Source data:
## Begin

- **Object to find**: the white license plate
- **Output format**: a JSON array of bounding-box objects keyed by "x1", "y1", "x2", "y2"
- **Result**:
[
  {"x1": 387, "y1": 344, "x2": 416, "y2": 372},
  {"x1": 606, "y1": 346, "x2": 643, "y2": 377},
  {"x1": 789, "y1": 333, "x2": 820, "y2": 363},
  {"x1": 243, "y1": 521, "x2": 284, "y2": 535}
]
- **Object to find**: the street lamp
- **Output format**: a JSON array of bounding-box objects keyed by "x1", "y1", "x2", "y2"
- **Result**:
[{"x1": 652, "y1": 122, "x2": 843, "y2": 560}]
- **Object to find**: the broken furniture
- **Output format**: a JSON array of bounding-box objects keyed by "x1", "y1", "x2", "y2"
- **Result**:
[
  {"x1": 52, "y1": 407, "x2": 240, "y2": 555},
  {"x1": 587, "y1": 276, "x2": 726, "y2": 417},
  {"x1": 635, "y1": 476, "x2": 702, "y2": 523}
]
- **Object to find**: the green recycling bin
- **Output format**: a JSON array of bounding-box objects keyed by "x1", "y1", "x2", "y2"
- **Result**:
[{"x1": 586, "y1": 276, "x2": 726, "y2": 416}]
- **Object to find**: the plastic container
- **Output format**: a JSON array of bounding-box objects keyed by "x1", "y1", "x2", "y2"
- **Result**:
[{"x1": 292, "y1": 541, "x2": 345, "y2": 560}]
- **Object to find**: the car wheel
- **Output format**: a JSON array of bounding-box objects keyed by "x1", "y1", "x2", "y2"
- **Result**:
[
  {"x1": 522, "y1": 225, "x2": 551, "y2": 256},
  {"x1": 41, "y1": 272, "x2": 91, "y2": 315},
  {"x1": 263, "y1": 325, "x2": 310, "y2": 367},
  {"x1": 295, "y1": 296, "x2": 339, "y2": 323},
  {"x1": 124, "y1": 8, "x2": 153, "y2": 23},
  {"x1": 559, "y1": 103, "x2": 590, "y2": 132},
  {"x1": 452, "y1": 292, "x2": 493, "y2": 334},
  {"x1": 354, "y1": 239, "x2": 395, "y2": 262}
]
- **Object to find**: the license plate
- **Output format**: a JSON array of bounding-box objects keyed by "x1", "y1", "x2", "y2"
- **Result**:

## End

## Task directions
Only the lines from the one containing "- **Object to find**: the green recycling bin" to the end of the listing belong in the output, each reproduced exactly.

## Response below
- **Object to find**: the green recycling bin
- **Output format**: a JSON array of bounding-box objects keyed by "x1", "y1", "x2", "y2"
- **Result**:
[{"x1": 586, "y1": 276, "x2": 726, "y2": 416}]
- **Object to find**: the plastic container
- **Output format**: a JSON array of bounding-box objects keyed by "x1", "y1", "x2", "y2"
- **Result**:
[{"x1": 292, "y1": 541, "x2": 345, "y2": 560}]
- **Object to find**: the car wheel
- **Output format**: a JSON array of bounding-box objects keyed by "x1", "y1", "x2", "y2"
- **Result**:
[
  {"x1": 522, "y1": 225, "x2": 551, "y2": 256},
  {"x1": 41, "y1": 272, "x2": 91, "y2": 315},
  {"x1": 263, "y1": 325, "x2": 310, "y2": 367},
  {"x1": 295, "y1": 296, "x2": 339, "y2": 323},
  {"x1": 124, "y1": 8, "x2": 153, "y2": 23},
  {"x1": 559, "y1": 103, "x2": 590, "y2": 132},
  {"x1": 452, "y1": 292, "x2": 493, "y2": 334},
  {"x1": 354, "y1": 239, "x2": 395, "y2": 262}
]
- **Object to find**: the license plate
- **Output format**: a JSON array of bounding-box objects keyed by "x1", "y1", "x2", "y2"
- **Result**:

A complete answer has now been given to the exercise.